◆ **Zu erledigende Aufgaben**
**1)** Beantworte die folgenden Fragen zum Text über Kostenregelungen:
(a) Zu welchem Datum trat das KostRÄG in Kraft?
(b) Welches Gericht traf am 12.3.21 die Entscheidung zur Dokumentenpauschale, und unter welchem Aktenzeichen?
(c) Welche Abschrift ist nach Nr. 700 Abs. 4 S. 1 KV GvKostG kostenfrei?
**2)** Führe den Text über Kostenregelungen nach seinem letzten Satz weiter.

◆ **Übungstext**

════════

MERKE | Der Gesetzgeber hat mit dem KostRÄG zum 1.1.21 und dem Gesetz zur Verbesserung des Verbraucherschutzes im Inkassorecht zum 1.10.21 die Regelung in Abs. 5 zu Nr. 1000 VV RVG im Angesicht der bekannten Streitfrage nicht geändert, obwohl die Norm an anderen Stellen angepasst wurde. Das spricht für die Ansicht des OLG Frankfurt.

 

12. Kosten der Abschrift des Vermögensverzeichnisses

Für die Abschrift des Vermögensverzeichnisses nach Abnahme der Vermögensauskunft für den Schuldner entsteht eine Dokumentenpauschale. Dies gilt jedenfalls nach dem OLG Karlsruhe, wenn ‒ wie regelmäßig ‒ auch dem Gläubiger eine Abschrift des Vermögensverzeichnisses erteilt wird (12.3.21, 15 W 45/20, Abruf-Nr. 223441).

 

Nach Nr. 700 Abs. 4 S. 1 KV GvKostG sei nur die erste Abschrift des Vermögensverzeichnisses kostenfrei, wenn zugleich die Gebühr nach Nr. 260 oder Nr. 261 KV GvKostG für die Abnahme oder die Übersendung entstehe. Jede weitere Kopie ‒ gleich für welchen Beteiligten ‒ verursache dagegen eine Dokumentenauslage. Dass es sich für einen anderen Beteiligten als den Gläubiger um die erste Kopie handele, sei unerheblich.

════════

◆ **Extrahierte Einträge**
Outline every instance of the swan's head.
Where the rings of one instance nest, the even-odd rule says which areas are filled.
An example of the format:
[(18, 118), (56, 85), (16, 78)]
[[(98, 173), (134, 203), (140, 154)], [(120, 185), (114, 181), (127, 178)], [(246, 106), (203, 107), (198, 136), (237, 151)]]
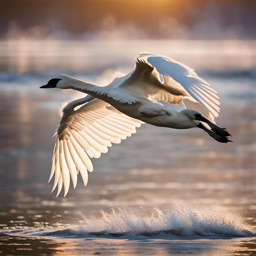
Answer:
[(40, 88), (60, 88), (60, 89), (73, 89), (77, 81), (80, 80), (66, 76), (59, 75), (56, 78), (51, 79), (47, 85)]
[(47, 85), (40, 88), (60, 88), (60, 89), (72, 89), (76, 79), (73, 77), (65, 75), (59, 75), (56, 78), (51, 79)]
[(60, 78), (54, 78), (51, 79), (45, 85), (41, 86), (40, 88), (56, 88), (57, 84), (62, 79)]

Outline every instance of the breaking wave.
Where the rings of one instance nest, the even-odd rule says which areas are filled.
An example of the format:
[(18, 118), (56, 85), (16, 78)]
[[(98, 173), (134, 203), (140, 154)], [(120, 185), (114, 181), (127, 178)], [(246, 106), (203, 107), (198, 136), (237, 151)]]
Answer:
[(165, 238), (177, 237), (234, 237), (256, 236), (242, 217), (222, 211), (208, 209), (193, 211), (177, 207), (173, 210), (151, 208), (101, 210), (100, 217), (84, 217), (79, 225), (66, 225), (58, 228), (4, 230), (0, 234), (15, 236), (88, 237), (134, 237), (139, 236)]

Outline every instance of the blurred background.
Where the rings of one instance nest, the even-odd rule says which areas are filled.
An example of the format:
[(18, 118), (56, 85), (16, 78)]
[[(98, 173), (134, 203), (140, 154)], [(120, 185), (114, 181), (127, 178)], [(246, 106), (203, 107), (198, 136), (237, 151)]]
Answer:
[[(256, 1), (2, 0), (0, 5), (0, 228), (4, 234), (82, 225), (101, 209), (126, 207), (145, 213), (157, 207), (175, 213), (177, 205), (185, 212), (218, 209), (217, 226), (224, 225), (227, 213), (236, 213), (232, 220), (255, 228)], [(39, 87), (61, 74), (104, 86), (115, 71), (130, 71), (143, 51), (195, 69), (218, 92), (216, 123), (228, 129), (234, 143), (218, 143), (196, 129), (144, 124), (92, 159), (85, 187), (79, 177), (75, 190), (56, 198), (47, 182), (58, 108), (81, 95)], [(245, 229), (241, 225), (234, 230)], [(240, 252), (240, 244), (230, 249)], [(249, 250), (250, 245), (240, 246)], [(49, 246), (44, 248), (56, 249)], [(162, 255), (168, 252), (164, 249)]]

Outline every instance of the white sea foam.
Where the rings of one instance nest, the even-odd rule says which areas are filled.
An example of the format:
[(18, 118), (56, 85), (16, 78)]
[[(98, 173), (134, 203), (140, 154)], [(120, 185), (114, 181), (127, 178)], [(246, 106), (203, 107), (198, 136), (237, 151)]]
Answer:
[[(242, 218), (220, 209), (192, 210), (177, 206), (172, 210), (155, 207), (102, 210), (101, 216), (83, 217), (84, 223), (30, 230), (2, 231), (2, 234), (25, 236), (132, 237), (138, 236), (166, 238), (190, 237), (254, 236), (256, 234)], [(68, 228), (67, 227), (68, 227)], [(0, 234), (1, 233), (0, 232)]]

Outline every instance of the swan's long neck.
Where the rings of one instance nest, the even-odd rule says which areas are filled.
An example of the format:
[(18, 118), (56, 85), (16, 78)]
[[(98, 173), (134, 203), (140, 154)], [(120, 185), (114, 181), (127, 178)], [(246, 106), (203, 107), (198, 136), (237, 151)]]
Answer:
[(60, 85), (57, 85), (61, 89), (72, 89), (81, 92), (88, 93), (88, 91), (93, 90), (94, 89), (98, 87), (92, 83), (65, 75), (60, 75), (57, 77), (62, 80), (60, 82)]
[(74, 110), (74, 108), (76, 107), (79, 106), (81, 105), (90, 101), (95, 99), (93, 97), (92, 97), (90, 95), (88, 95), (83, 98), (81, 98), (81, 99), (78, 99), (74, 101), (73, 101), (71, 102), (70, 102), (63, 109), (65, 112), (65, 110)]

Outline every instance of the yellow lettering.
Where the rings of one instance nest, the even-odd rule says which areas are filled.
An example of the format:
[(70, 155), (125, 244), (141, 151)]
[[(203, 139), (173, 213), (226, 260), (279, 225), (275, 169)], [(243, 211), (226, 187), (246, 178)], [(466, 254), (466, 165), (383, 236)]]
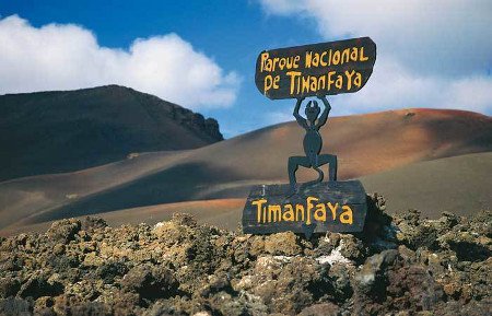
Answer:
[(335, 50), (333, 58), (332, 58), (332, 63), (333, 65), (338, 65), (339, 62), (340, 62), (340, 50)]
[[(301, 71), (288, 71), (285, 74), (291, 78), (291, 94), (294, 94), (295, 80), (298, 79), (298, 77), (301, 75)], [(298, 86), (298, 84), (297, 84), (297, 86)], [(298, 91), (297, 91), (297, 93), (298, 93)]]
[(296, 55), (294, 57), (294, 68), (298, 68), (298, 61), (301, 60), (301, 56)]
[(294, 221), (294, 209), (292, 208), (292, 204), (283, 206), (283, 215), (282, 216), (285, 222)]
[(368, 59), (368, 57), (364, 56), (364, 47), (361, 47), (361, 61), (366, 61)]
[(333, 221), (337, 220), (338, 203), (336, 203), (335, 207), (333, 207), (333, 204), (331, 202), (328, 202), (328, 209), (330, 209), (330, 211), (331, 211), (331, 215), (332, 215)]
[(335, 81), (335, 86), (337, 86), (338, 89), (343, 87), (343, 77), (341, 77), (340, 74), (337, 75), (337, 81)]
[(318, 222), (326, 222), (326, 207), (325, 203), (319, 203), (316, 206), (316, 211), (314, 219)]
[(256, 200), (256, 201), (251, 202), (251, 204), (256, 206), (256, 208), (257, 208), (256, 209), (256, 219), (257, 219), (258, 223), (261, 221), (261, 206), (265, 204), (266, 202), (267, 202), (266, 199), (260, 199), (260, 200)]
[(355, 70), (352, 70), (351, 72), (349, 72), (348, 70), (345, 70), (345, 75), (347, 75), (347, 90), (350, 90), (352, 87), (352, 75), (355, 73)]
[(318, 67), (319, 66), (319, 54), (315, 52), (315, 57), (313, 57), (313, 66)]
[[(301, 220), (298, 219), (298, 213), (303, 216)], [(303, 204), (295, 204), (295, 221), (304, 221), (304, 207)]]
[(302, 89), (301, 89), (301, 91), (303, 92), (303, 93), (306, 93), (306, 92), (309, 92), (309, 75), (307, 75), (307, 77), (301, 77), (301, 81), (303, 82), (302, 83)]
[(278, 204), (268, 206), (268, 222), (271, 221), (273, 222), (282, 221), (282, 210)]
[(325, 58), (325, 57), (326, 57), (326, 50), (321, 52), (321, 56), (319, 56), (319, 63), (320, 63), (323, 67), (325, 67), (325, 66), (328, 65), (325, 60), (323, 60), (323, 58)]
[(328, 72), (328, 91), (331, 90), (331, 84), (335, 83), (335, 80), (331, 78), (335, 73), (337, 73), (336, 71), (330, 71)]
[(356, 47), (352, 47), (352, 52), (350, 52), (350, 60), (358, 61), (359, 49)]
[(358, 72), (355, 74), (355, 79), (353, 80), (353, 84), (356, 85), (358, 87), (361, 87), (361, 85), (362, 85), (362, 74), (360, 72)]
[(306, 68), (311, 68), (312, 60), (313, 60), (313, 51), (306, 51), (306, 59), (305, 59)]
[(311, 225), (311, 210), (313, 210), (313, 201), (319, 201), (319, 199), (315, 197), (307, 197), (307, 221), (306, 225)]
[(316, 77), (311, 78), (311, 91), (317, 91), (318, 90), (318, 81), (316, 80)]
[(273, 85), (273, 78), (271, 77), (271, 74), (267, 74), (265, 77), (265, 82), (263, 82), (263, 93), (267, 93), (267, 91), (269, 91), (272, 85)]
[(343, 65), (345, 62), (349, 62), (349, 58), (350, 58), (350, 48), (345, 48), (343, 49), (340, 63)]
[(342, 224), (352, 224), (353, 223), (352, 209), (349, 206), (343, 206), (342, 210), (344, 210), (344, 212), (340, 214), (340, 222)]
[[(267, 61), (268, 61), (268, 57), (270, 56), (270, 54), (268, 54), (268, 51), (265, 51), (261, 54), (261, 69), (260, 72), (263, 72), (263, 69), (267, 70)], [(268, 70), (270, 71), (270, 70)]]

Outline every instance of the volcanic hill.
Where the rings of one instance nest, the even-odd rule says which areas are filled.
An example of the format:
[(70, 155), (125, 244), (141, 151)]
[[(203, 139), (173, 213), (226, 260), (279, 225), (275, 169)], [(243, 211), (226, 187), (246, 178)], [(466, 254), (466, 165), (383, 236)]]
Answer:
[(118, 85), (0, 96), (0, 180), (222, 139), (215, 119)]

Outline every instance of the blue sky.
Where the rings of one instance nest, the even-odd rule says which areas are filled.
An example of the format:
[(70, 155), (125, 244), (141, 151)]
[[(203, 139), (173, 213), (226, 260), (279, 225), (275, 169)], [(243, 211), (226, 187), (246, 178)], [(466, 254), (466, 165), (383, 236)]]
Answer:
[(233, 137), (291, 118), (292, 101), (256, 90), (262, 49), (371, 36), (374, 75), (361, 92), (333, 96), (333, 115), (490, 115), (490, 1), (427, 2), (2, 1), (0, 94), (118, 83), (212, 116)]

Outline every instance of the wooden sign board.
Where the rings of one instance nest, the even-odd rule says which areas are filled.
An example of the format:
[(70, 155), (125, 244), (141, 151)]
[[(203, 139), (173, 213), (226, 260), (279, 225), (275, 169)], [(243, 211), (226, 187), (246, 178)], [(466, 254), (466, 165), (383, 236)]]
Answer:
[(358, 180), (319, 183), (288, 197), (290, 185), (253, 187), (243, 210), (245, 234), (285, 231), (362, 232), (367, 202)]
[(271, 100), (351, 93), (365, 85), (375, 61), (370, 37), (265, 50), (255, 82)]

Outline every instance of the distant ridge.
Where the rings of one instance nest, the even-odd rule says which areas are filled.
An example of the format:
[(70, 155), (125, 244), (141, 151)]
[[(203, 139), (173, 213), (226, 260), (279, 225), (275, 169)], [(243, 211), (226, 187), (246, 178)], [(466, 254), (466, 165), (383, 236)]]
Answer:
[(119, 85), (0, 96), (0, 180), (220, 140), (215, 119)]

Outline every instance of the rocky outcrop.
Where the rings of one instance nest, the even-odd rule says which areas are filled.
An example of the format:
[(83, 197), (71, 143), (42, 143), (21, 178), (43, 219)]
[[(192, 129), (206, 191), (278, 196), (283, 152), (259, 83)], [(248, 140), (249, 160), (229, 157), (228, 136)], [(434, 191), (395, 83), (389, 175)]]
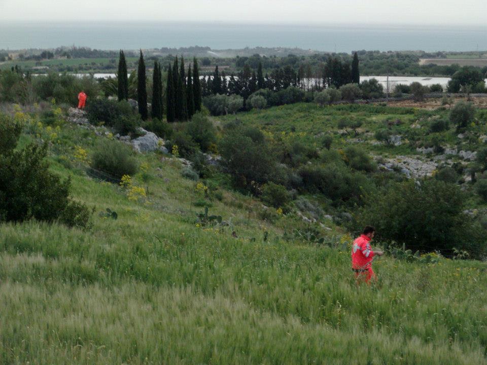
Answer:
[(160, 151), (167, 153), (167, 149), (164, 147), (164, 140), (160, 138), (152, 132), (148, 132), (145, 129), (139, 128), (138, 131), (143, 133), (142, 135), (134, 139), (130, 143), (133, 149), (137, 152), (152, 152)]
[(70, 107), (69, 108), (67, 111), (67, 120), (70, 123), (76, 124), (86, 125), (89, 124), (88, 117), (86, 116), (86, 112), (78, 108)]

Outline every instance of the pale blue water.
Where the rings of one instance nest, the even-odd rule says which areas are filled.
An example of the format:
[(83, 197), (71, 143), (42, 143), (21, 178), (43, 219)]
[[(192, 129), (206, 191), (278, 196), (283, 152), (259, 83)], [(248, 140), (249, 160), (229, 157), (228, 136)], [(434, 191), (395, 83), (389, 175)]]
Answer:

════════

◆ **Lösungen**
**1)**
(a) Zum 1.1.21.
(b) Das OLG Karlsruhe, Aktenzeichen 15 W 45/20.
(c) Nur die erste Abschrift des Vermögensverzeichnisses, wenn zugleich die Gebühr nach Nr. 260 oder Nr. 261 KV GvKostG für die Abnahme oder die Übersendung entsteht.

**2)**
Ausgehend hiervon sieht das OLG aber nicht nur den Vollstreckungsschuldner als Kostenschuldner, sondern gleichermaßen den Gläubiger nach § 13 Abs. 2 GvKostG als Antragsteller des Verfahrens. So in Anspruch genommen, hat der Gläubiger zwar nach § 788 ZPO einen Erstattungsanspruch gegen den Schuldner, trägt aber auch dessen Liquiditätsrisiko.

13. Notwendigkeit der Mehrkosten bei Drittwiderklage

Mehrkosten, weil der im Rahmen einer (Dritt-) Widerklage gesamtschuldnerisch mit dem Kläger in Anspruch genommene Haftpflichtversicherer einen gemeinsamen Anwalt mit der Verteidigung gegen die Widerklage beauftragt, während der Kläger bei der Geltendmachung des Klageanspruchs durch einen eigenen Anwalt vertreten wird, sind regelmäßig notwendig und erstattungsfähig (OLG Saarbrücken 27.4.21, 9 W 24/20, Abruf-Nr. 223442). Dafür sprechen mehrere Gründe:

 

  • Der Versicherer ist nicht mit der Widerklage seines Versicherungsnehmers befasst. Er wird im Zweifel kein Interesse daran haben, das Mandat des mit der Verteidigung gegen die Klage beauftragten Rechtsanwalts auf die Widerklage zu erstrecken.
  • Es greift auch nicht die Regelung, dass der Versicherungsnehmer dem Versicherer im Haftpflichtprozess die Prozessführung überlassen muss, weil es nicht um die Abwehr von Ansprüchen geht, für die der Versicherer haften müsste. Im Gegensatz dazu hat der Versicherungsnehmer ein kostenrechtlich schützenswertes Interesse, bei der Wahl des Anwalts frei zu sein, dem er die prozessuale Geltendmachung seiner Ansprüche überlässt. Von ihm kann grundsätzlich nicht verlangt werden, zur Vermeidung ansonsten drohender Kostennachteile einen Anwalt mit der Führung der Widerklage zu beauftragen, auf dessen Auswahl er keinen Einfluss hat.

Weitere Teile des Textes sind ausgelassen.